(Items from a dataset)
***

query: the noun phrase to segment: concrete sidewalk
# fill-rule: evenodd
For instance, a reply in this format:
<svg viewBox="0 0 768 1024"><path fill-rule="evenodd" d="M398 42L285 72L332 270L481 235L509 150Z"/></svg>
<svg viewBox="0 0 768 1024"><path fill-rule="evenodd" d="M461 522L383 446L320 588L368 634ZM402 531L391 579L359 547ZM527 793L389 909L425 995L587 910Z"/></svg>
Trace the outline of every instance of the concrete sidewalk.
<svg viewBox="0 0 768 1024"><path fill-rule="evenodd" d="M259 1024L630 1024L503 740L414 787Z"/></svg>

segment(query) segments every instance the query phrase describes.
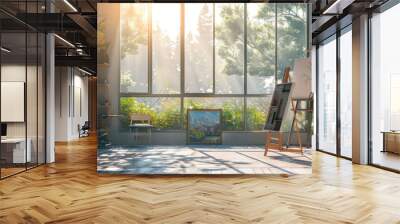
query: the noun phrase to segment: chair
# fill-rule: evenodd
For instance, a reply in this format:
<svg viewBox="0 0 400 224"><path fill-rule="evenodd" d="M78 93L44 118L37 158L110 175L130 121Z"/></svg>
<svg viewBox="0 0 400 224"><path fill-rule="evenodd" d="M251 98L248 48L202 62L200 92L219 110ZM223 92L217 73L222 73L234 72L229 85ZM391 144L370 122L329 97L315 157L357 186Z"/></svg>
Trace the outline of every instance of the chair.
<svg viewBox="0 0 400 224"><path fill-rule="evenodd" d="M153 125L151 125L151 117L147 114L131 114L129 116L129 130L134 134L135 141L138 140L139 129L146 129L146 133L148 135L148 143L151 144L151 129Z"/></svg>
<svg viewBox="0 0 400 224"><path fill-rule="evenodd" d="M89 121L85 121L82 127L78 124L79 138L89 136L89 130L90 130Z"/></svg>

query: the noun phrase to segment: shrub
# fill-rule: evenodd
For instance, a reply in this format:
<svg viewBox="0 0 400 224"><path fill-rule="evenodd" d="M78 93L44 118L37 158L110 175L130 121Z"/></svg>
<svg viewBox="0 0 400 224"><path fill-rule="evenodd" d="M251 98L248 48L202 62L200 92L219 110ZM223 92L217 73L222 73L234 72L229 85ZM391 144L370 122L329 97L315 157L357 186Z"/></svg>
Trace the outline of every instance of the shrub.
<svg viewBox="0 0 400 224"><path fill-rule="evenodd" d="M152 107L146 103L139 102L134 97L122 97L120 99L120 109L123 115L122 123L125 127L129 126L130 114L146 114L151 117L152 124L157 129L181 129L181 113L179 101L161 100ZM223 119L223 130L235 131L244 129L243 106L235 102L224 102L221 106L207 105L207 102L188 100L185 107L190 109L209 109L221 108ZM184 128L187 124L187 113L184 113ZM248 130L262 130L266 121L266 114L263 109L256 106L247 108Z"/></svg>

***

→ **ASSIGNMENT**: All lines with the word "segment" are needed; pull them from the entries and copy each.

→ **REPLY**:
query: the noun phrase to segment: concrete sidewalk
segment(query) segments every instance the query phrase describes.
query: the noun phrase to segment: chair
query: the noun phrase to segment: shrub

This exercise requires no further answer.